# Kaynak:
Fakat, bir terör örgütü olarak devlete verdikleri değil dini bir cemaat olarak İslam’a verdikleri ağır tahribatı çok önceden, -Diyanet’in raporuna bakılırsa 1980’li yıllarda- kestirmek ise başta Diyanet olmak üzere herkesin vazifesiydi. Her birimize düşen, bu yapının din konusundaki tahribatlarını görmek ve göz yummamaktı. ‘Görmek’ ve ‘göz yummak’ fiillerini tırnak içinde tekrar vurguluyorum. Çünkü, Fetullah Gülen’in gözlerimizin içine baka baka Allah’ın dinini değiştirme çalışmalarını görememe kusurunu işlemiş olmak ile tahribata göz yummak çok farklı şeyler. Özellikle son 10 yılda ayyuka çıkan sapkınlıklara göz yumulduğunu hatta İslam inancının kodlarıyla oynanmasının ‘diyalog’ çalışmaları ile meşru bir zemine oturtulduğunu çok iyi biliyoruz. Bu vebal hepimizin omuzlarında zaten. Ta ki, bu sapkın güruh ve Gülen siyasi emellerini ortaya koyana kadar da böyleydi.
Raporun geçmişe bir faydası yok elbette ama geleceğe ışık tutan bir fener vazifesi gördüğünü kabul etmemiz gerekiyor. Şunu unutmayalım; 15 Temmuz’dan sonra maskeler düşse ve ‘altın nesil’ denilen hizmet mensuplarının içindeki canavarlar görünse de ve terörün dibine batmalarına rağmen hala dini saikler ile bu yapının ‘masumiyetine’ iman edip katiller sürüsünün peşinden koşanlar var. “Gülenizm” denilen akım, FETÖ belasının çok üstünde bir kabus gibi ve Allah’ın dininin karşısına dikiliyor hala. Şunu da es geçmeyelim; “Gülenizm” Türkiye ile sınırlı değil aksine tüm gücünü bizim dışımızdaki İslam toplumlarından elde ederek faaliyetlerine devam ediyor. Örgütleşme, siyaseti ele geçirme, devletleri kontrol altına alma ve teröre bulaşma gibi süreçler ‘Gülenizm’in İslâm’ı değiştirme ve dönüştürme projesinin değişkenlik gösteren planlarıydı aslında. Rapor, bu yüzden çok önemli ve sadece sınırlarımız içerisini değil tüm İslam dünyasını ilgilendiren deliller ile dolu.

# Veriler:
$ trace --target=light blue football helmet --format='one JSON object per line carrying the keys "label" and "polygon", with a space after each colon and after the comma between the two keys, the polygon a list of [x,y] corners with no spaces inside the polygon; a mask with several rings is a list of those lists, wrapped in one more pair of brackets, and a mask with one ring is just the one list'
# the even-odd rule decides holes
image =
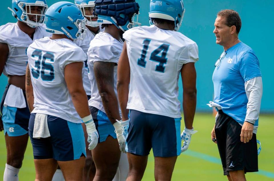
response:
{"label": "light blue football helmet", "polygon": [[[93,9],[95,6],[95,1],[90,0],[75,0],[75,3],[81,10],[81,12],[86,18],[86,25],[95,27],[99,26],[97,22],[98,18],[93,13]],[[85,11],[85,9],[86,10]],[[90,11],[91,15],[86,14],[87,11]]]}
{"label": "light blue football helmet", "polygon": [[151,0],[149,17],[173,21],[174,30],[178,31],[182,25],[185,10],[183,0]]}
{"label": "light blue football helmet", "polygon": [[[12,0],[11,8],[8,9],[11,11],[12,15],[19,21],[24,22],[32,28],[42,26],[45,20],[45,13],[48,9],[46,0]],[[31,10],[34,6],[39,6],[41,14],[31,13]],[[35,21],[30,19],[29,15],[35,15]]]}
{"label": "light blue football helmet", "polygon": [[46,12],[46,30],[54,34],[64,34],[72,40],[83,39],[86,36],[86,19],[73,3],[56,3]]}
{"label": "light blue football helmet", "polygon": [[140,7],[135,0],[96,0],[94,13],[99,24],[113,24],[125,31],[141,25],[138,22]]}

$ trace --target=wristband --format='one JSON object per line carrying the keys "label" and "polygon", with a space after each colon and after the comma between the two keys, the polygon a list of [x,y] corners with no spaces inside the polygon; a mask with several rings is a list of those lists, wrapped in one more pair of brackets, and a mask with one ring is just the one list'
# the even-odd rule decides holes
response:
...
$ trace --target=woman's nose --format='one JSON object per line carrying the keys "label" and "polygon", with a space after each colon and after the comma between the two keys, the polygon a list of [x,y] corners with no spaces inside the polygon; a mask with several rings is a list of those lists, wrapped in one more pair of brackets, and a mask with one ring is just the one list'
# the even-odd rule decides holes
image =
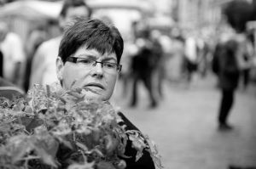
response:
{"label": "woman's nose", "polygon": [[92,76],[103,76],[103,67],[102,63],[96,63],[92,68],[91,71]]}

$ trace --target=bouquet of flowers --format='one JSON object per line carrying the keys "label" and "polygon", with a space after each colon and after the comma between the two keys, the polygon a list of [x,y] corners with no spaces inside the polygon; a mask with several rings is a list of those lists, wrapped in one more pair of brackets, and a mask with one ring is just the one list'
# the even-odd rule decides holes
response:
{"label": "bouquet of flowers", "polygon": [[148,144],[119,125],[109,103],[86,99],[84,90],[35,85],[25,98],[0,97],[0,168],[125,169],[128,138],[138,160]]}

# Yapılacak iş:
Kaynaktaki metinden "Fakat, bir terör" ile "kadar da böyleydi." arasındaki bölümü, bu iki ifade de dahil olmak üzere, kelimesi kelimesine aktarır mısın?

# Alıştırma çıktısı:
Fakat, bir terör örgütü olarak devlete verdikleri değil dini bir cemaat olarak İslam’a verdikleri ağır tahribatı çok önceden, -Diyanet’in raporuna bakılırsa 1980’li yıllarda- kestirmek ise başta Diyanet olmak üzere herkesin vazifesiydi. Her birimize düşen, bu yapının din konusundaki tahribatlarını görmek ve göz yummamaktı. ‘Görmek’ ve ‘göz yummak’ fiillerini tırnak içinde tekrar vurguluyorum. Çünkü, Fetullah Gülen’in gözlerimizin içine baka baka Allah’ın dinini değiştirme çalışmalarını görememe kusurunu işlemiş olmak ile tahribata göz yummak çok farklı şeyler. Özellikle son 10 yılda ayyuka çıkan sapkınlıklara göz yumulduğunu hatta İslam inancının kodlarıyla oynanmasının ‘diyalog’ çalışmaları ile meşru bir zemine oturtulduğunu çok iyi biliyoruz. Bu vebal hepimizin omuzlarında zaten. Ta ki, bu sapkın güruh ve Gülen siyasi emellerini ortaya koyana kadar da böyleydi.